SET EXERCISE: Rewrite the records from the line containing "In the photo above, where can the bamboo" through the end, inclusive, changing every "Indicate" to "Mark" and leaving everything else the same.

DATA LINES:
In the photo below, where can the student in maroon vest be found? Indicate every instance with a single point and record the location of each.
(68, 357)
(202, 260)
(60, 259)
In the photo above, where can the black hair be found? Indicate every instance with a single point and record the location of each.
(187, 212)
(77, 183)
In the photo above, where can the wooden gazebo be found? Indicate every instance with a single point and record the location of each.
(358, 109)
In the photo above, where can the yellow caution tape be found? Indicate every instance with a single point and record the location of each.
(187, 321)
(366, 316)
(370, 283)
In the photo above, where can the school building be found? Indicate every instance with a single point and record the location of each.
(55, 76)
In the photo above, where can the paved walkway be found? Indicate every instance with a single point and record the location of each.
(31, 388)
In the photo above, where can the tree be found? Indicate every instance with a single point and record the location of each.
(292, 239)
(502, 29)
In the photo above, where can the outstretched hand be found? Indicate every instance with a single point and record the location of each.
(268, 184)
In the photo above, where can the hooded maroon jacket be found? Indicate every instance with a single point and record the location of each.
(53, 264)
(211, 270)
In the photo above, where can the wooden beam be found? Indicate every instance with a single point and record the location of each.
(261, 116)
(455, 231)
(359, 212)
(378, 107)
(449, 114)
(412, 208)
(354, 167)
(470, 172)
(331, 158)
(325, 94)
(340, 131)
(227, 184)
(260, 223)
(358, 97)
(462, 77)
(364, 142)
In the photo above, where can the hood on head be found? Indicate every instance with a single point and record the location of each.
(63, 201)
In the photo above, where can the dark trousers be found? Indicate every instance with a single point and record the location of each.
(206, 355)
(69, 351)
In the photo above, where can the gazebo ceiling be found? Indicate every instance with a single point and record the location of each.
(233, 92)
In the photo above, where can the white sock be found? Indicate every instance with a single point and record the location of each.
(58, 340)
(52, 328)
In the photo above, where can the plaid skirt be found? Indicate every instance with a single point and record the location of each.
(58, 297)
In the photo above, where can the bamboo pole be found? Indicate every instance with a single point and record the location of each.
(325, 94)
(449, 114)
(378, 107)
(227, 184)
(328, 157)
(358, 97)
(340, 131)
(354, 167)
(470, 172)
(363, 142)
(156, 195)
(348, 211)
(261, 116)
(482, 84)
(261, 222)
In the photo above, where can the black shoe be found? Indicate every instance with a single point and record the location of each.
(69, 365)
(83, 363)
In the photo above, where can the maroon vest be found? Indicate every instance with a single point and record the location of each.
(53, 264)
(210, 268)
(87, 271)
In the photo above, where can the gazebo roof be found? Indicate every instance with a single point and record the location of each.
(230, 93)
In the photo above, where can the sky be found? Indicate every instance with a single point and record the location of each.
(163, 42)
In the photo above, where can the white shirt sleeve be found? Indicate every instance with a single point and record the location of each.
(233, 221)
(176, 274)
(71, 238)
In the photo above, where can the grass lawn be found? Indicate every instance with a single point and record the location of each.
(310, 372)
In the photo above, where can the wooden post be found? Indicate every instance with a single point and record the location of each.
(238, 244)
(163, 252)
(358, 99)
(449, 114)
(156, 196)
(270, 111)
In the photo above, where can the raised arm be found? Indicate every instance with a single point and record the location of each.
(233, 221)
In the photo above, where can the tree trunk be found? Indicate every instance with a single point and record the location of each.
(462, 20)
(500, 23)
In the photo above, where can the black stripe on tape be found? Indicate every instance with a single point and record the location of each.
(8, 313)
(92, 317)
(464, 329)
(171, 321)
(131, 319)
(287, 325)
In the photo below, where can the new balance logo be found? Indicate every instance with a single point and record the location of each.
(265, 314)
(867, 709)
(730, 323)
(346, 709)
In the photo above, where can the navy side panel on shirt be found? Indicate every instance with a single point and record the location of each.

ANSWER FOR THE TASK:
In the photo above, where can the bamboo pole be found? Mark every instance with a single point and record the location of each.
(325, 94)
(449, 114)
(378, 107)
(227, 184)
(328, 157)
(358, 97)
(340, 131)
(354, 167)
(470, 172)
(363, 142)
(156, 195)
(348, 211)
(261, 116)
(482, 84)
(261, 222)
In the photo above, where can the black shoe be found? Mark every instance with a single point and record the location of each.
(69, 365)
(83, 363)
In the photo above, where can the maroon vest be found? Mark every instance with a single point and record the location of each.
(53, 264)
(210, 268)
(87, 271)
In the photo above, where can the gazebo roof be found? Mark every instance with a single point and record the location of each.
(230, 93)
In the photo above, where can the sky be found? Mark every instance with a single point and record the location of each.
(163, 42)
In the photo above, where can the white shirt sleeve be found? Mark every instance with a single point and record the location of each.
(233, 221)
(176, 274)
(71, 238)
In the photo above, where can the grass lawn be found? Mark every instance with a single point and record the location of each.
(310, 372)
In the photo above, where can the wooden post be found? Mark every instance with a single point and record the location of each.
(238, 244)
(163, 252)
(358, 99)
(449, 114)
(156, 196)
(270, 111)
In the photo above, where can the raised arm be found? Mark every instance with a single point and record the location of each.
(233, 221)
In the photo above, where can the tree trunk be found? Mark every instance with a single point and record the location of each.
(462, 20)
(500, 23)
In the photo above, where can the black stripe on tape be found? Mark every instance with a single point and record the location of each.
(8, 313)
(92, 317)
(464, 329)
(171, 321)
(131, 319)
(287, 325)
In the photo below, where can the new balance logo be found? Mark every instance with a single point and record the location of each.
(265, 314)
(867, 709)
(730, 323)
(346, 709)
In the photo above, where can the navy side panel on shirt be found? Mark every instance with a single point and record the location of each.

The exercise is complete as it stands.